» **What to work on**:
[1] What two main components does the model-layer passage say this layer includes?
[2] Return part of the model-layer passage word for word, beginning at the words "The risk and" and stopping after "market participants [293].".

» **Document passage**:
——

The model layer is responsible for automatically generating machine learning models, together with the corresponding risk analysis and backtest/simulation procedures, before deployment into live environments. This layer therefore includes two main components: an AutoML module and a pre-trade risk analysis and simulation module. The AutoML module runs automated model-generation algorithms on a large-scale distributed deep learning system. The bottom of its technology stack includes parallel computing platforms such as CUDA [283] and communication backends such as MPI [284], which provide standard interfaces for communication among nodes in distributed systems. The next layer includes deep learning frameworks such as PyTorch [285], which provide basic interfaces for training and inference, relying on hardware-accelerated linear algebra and automatic differentiation engines. Above that, compute orchestration systems such as Pathways [286] combine low-level communication primitives with framework features to realize higher-level parallelism such as model parallelism and pipeline parallelism, and expose them through standard interfaces. The top layer contains implementations of model-generation algorithms such as neural architecture search and hyperparameter optimization (NAS+HPO) [287], mixture of experts (MoE) [265], and large-scale pretraining [288, 289].

The risk and simulation module identifies and analyzes the model’s potential risk exposures before deployment into live trading. It applies explainable AI techniques to analyze factors, models, and causal relationships, revealing nonlinear risk exposures that are more complex than ordinary exposures explained by BARRA-style models. In addition, a market simulator [290] is used to test trading strategy performance more accurately than historical backtests alone, whose results may be biased by historical data. Concretely, the simulation environment can be built with multi-agent reinforcement learning [291, 292], where agents imitate different kinds of market participants [293].

——

» **Records provided**:
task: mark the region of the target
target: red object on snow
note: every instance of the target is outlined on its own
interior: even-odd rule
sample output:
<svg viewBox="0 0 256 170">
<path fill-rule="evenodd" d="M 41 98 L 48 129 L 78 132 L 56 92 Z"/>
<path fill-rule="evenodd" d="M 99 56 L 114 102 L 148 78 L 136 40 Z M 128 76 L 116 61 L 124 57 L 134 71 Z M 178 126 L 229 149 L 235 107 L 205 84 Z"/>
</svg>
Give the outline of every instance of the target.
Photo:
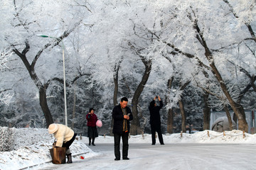
<svg viewBox="0 0 256 170">
<path fill-rule="evenodd" d="M 99 128 L 101 128 L 102 126 L 102 123 L 100 120 L 97 120 L 96 125 Z"/>
</svg>

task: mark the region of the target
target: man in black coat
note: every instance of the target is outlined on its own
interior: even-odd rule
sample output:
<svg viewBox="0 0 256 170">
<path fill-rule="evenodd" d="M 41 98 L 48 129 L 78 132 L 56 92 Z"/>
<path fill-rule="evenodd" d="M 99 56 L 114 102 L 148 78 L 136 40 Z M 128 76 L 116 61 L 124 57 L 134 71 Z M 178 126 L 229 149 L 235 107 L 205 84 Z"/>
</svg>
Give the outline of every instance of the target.
<svg viewBox="0 0 256 170">
<path fill-rule="evenodd" d="M 114 140 L 114 160 L 120 160 L 120 139 L 122 140 L 122 159 L 129 160 L 128 158 L 128 136 L 129 132 L 129 121 L 133 116 L 131 109 L 127 107 L 128 99 L 126 97 L 121 98 L 120 103 L 116 106 L 112 110 L 114 119 L 113 134 Z"/>
<path fill-rule="evenodd" d="M 158 98 L 159 101 L 159 106 L 156 106 L 156 99 Z M 156 96 L 154 100 L 150 102 L 149 104 L 149 112 L 150 112 L 150 127 L 151 131 L 152 144 L 156 144 L 155 134 L 157 132 L 159 142 L 161 144 L 164 144 L 163 136 L 161 131 L 161 118 L 160 118 L 160 109 L 163 107 L 163 101 L 161 101 L 159 96 Z"/>
</svg>

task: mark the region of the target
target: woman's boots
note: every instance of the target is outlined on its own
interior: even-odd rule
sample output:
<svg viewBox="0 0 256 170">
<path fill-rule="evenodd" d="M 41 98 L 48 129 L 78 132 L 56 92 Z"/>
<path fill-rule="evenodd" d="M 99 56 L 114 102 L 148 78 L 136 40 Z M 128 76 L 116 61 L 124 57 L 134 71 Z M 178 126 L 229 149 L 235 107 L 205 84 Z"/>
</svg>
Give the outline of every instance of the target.
<svg viewBox="0 0 256 170">
<path fill-rule="evenodd" d="M 70 164 L 70 163 L 72 163 L 72 156 L 71 156 L 71 154 L 67 154 L 67 157 L 68 157 L 67 164 Z"/>
<path fill-rule="evenodd" d="M 70 152 L 70 149 L 67 149 L 66 155 L 67 155 L 67 158 L 68 158 L 67 164 L 72 163 L 72 156 L 71 156 L 71 152 Z"/>
</svg>

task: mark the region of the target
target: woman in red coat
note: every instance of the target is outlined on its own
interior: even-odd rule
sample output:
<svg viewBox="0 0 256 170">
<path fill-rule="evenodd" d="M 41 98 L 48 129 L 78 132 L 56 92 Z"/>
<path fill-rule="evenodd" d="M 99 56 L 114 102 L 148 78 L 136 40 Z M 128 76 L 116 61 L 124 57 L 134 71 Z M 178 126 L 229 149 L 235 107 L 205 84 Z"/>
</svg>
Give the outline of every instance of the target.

——

» **Replies**:
[1] An AutoML module and a pre-trade risk analysis and simulation module.

[2]
The risk and simulation module identifies and analyzes the model’s potential risk exposures before deployment into live trading. It applies explainable AI techniques to analyze factors, models, and causal relationships, revealing nonlinear risk exposures that are more complex than ordinary exposures explained by BARRA-style models. In addition, a market simulator [290] is used to test trading strategy performance more accurately than historical backtests alone, whose results may be biased by historical data. Concretely, the simulation environment can be built with multi-agent reinforcement learning [291, 292], where agents imitate different kinds of market participants [293].